Given request - Please reproduce the gallery show article word for word, from start to finish.

Patricia Zalisko does heads. Karlene McConnell does trees.
That puts it a bit crudely. Artists’ works are usually about more than immediate representations on canvas, particularly expressionistic and abstract painters like Zalisko and McConnell. But as you walk into the latest show at Hollingsworth Gallery (opening Saturday evening at City Market Place), that’s partly what you’ll see: big, imposing, arresting heads with disconcerting stares despite brush strokes and color combinations that seem to dissimulate the familiar creasing associated with a face. And sometimes equally big though less imposing—because more serene— trees painted much as Zalisko paints heads: as plays of color and dissimulation, as suggestions that invite the viewer to see things that may or may not be there, much as a walk in a forest is an individual experience even if the trees are all the same.
and Karlene McConnell
Opening at Hollingsworth Gallery at City Market Place Saturday, Feb. 12, with a free reception and live music, 6-10 p.m.
“I play back and forth with the positive space and negative space,” McConnell says, meaning literally what you see there and what you don’t: the actual tree, and what’s in between, the “dark matter” of the painter’s universe that, like the universe’s actual dark matter, is not necessarily empty at all, or even dark, but something filled in by the inexplicable (astronomers haven’t yet figured out what dark matter is, having that in common with artists). “That’s my process, back and forth, back and forth,” McConnell says.

Stored data -

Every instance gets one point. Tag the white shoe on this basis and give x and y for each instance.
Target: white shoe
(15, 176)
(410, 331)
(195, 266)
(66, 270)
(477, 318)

==

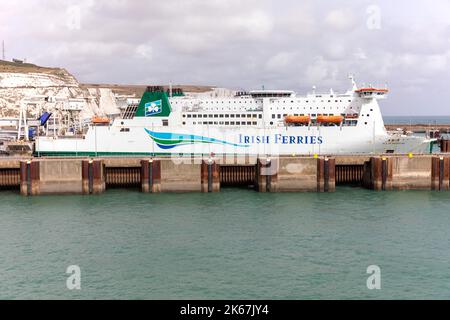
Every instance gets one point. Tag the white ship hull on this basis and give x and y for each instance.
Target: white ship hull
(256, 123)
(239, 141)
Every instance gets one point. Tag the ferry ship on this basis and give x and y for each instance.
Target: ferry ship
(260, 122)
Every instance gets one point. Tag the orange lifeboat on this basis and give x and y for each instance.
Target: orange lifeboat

Exercise result -
Patricia Zalisko does heads. Karlene McConnell does trees.
That puts it a bit crudely. Artists’ works are usually about more than immediate representations on canvas, particularly expressionistic and abstract painters like Zalisko and McConnell. But as you walk into the latest show at Hollingsworth Gallery (opening Saturday evening at City Market Place), that’s partly what you’ll see: big, imposing, arresting heads with disconcerting stares despite brush strokes and color combinations that seem to dissimulate the familiar creasing associated with a face. And sometimes equally big though less imposing—because more serene— trees painted much as Zalisko paints heads: as plays of color and dissimulation, as suggestions that invite the viewer to see things that may or may not be there, much as a walk in a forest is an individual experience even if the trees are all the same.
and Karlene McConnell
Opening at Hollingsworth Gallery at City Market Place Saturday, Feb. 12, with a free reception and live music, 6-10 p.m.
“I play back and forth with the positive space and negative space,” McConnell says, meaning literally what you see there and what you don’t: the actual tree, and what’s in between, the “dark matter” of the painter’s universe that, like the universe’s actual dark matter, is not necessarily empty at all, or even dark, but something filled in by the inexplicable (astronomers haven’t yet figured out what dark matter is, having that in common with artists). “That’s my process, back and forth, back and forth,” McConnell says.